» Document text:

....................

Here are some groupings from Sportac, sorted by this year's salary.

Tier 1 ($30M and up)- Greinke, Scherzer, Verlander, Kersaw

Tier 2 ($15M-$20M) - Stroman, Gausman, Duffy, Morton, Cobb

Tier 3 ($10M-$11M) - Kluber, Smyly, Pineda, Syndergaard

Obviously some of those 2021 price points are FA, and others last year of Arb, but still gives a rough approximation of who the league thought these guys were an offseason ago.

8 - Davies, Paxton, Bundy, Eduardo, Ray, Kazmir, Quintana, Happ, Wainwright, Lyles

5-7 - Heaney, Archer, Gray, DeSclafani, Matz

Notables <5: Rodon, Hamels, oh fine Matt Harvey

I thought Kevin Gausman may have been making himself the most $$$ in the world this year, but this exercise....Carlos Rodon, oh man.   He's kind of doing that Carlos Correa pedigree - wait, I better be awesome once beforehand thing.

....................

» Extracted entries:

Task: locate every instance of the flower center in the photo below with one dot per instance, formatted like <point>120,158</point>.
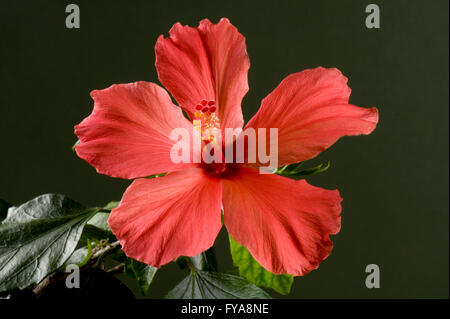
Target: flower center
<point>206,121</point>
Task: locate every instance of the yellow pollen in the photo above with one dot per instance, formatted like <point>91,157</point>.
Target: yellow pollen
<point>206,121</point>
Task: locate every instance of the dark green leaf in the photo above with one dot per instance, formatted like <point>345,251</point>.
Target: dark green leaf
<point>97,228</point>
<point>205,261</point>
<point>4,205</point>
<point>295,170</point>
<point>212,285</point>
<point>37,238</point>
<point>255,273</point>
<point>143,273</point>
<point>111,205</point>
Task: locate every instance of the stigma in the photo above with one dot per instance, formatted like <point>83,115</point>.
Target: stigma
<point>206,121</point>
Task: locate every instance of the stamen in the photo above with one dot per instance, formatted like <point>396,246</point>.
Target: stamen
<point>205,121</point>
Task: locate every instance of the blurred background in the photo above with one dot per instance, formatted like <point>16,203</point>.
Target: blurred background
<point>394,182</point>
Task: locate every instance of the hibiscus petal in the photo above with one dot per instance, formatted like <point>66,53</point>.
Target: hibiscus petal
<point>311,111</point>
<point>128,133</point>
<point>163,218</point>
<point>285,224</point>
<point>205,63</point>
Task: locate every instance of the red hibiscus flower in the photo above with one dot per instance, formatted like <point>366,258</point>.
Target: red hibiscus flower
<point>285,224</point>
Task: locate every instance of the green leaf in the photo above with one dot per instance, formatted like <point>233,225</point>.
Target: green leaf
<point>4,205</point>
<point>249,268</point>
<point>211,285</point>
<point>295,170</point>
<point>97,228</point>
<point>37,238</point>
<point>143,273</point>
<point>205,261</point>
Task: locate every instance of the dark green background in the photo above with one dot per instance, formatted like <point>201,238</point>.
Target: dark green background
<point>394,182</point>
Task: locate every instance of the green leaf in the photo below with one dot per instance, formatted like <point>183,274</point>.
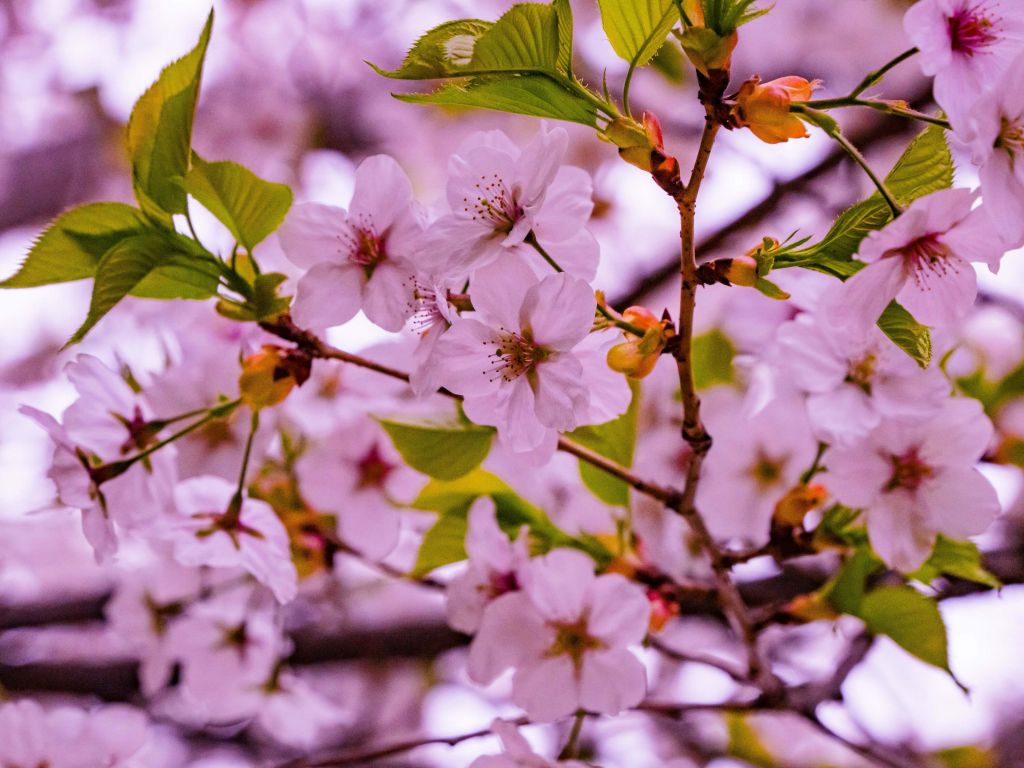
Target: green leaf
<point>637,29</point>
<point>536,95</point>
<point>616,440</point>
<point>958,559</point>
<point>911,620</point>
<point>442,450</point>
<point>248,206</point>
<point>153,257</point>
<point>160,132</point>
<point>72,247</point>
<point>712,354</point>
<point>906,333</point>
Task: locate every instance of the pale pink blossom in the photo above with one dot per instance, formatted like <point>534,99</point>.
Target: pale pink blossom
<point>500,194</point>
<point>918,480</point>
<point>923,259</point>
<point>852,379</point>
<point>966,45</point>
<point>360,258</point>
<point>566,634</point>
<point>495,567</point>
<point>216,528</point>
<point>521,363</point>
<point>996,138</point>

....................

Could you shorten the paragraph that starts "Obviously some of those 2021 price points" in the salary post while keeping its main facts? The entries were collected from a different source.

» Answer to this problem: Some of the 2021 salaries are free-agent deals and others are final-year arbitration figures, but they still roughly show how the league valued these players last offseason.